▼▼▼

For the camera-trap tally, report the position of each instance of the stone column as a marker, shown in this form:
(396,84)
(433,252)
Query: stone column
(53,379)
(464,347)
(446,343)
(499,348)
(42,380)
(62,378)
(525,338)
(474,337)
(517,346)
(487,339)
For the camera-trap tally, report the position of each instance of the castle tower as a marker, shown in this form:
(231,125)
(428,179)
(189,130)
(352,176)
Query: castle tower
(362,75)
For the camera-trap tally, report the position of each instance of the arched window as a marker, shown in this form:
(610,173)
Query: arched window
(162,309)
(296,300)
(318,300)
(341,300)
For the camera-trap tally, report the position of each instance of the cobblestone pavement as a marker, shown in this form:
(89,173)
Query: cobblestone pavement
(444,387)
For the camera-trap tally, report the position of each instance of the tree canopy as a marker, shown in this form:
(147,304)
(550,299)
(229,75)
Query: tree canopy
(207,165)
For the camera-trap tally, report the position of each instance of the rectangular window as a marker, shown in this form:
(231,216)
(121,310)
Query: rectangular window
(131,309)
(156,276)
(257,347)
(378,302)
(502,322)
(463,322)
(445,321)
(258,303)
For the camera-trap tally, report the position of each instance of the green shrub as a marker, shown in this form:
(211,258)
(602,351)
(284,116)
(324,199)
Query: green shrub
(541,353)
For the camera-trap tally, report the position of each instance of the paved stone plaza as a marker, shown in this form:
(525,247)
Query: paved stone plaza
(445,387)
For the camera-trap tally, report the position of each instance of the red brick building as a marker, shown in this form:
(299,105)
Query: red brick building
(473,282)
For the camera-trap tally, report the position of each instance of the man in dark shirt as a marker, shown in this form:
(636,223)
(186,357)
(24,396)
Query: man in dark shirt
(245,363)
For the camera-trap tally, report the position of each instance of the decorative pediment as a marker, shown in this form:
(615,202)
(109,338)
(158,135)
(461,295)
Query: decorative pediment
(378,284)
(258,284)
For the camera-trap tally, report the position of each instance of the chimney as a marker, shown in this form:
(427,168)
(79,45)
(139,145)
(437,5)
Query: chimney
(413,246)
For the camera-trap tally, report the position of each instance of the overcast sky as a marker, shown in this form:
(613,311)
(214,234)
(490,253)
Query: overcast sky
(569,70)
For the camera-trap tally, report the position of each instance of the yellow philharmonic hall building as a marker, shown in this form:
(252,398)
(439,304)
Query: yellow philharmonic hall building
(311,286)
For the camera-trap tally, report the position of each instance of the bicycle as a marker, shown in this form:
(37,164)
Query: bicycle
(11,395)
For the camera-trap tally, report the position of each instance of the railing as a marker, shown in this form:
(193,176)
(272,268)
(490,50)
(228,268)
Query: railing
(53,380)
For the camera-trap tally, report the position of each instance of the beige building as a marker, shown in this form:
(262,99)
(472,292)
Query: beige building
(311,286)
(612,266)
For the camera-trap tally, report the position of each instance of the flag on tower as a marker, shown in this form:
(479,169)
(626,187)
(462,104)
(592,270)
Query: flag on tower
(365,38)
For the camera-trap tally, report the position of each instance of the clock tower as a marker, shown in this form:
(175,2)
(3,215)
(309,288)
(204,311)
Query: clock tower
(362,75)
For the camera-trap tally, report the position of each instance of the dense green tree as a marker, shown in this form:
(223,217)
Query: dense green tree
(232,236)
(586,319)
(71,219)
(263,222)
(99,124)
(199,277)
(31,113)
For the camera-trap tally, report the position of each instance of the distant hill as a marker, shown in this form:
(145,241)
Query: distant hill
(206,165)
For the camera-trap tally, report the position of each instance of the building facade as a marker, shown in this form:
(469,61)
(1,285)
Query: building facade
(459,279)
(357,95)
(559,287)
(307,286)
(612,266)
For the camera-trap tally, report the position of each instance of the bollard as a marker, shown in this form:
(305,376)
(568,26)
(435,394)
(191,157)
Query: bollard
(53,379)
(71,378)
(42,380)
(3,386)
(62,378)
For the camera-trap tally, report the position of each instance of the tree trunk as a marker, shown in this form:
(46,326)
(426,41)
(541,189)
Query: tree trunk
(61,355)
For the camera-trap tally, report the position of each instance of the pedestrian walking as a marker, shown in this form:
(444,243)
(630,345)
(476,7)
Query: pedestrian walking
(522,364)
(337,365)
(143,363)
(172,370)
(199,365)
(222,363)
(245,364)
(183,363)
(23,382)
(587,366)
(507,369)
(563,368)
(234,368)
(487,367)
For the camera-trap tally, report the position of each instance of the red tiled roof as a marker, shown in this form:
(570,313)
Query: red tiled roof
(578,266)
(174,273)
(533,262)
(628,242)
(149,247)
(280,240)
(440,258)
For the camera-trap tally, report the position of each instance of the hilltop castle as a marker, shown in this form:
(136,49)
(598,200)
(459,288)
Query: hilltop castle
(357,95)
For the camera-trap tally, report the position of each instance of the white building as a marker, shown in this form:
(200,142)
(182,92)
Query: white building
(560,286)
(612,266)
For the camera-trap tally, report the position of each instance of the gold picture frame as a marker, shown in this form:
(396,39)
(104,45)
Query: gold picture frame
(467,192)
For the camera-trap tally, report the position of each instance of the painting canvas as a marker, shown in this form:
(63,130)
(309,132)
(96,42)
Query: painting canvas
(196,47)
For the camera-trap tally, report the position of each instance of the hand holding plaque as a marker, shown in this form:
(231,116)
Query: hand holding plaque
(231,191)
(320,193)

▲▲▲

Give back exactly the lines from the one containing "of the building" to the end of the material, both ends included.

- **Completed task**
For the camera-trap tally, report the position of each instance of the building facade as a marker, shown in this form:
(469,61)
(1,285)
Query: building facade
(459,279)
(357,95)
(559,287)
(307,286)
(612,266)
For the camera-trap tally, report the position of each instance of the bollard as a marker, shown in this form:
(305,376)
(568,26)
(435,394)
(191,157)
Query: bollard
(53,379)
(71,378)
(42,380)
(3,386)
(62,378)
For the camera-trap tally, report the position of each instance of the tree trunk as a marker, shown in this form:
(46,326)
(426,41)
(541,189)
Query: tree trunk
(61,355)
For the camera-trap tally, report the position of each instance of the pedestrian walking as a marker, shown in this form:
(444,243)
(630,345)
(476,7)
Query: pedestrian walking
(522,364)
(337,365)
(143,363)
(172,370)
(199,365)
(222,363)
(245,364)
(183,363)
(23,382)
(587,366)
(507,369)
(563,368)
(234,368)
(487,367)
For the camera-trap tally, report the position of each instance of the red tiled roof as a marker, shown in this form:
(570,313)
Query: red tiled roof
(578,266)
(174,273)
(533,262)
(628,242)
(149,247)
(280,240)
(440,258)
For the camera-trap tally, report the position of each instance of the hilltop castle as a marker, shown in this form:
(136,49)
(598,200)
(459,288)
Query: hilltop castle
(357,95)
For the camera-trap tally, report the position of each instance of the white building as a marker, shown in this form:
(200,142)
(182,92)
Query: white building
(560,286)
(612,266)
For the camera-trap tally, report the position of each instance of the gold picture frame as a marker, shown in this form:
(396,39)
(104,45)
Query: gold picture frame
(467,192)
For the camera-trap tally, report the position of each instance of the painting canvas as a marker, shown in this form:
(63,130)
(309,132)
(96,42)
Query: painting canvas
(196,47)
For the camera-trap tally, report the position of each instance of the hand holding plaque as a marker, shown in this form:
(231,116)
Query: hand holding plaque
(231,191)
(320,193)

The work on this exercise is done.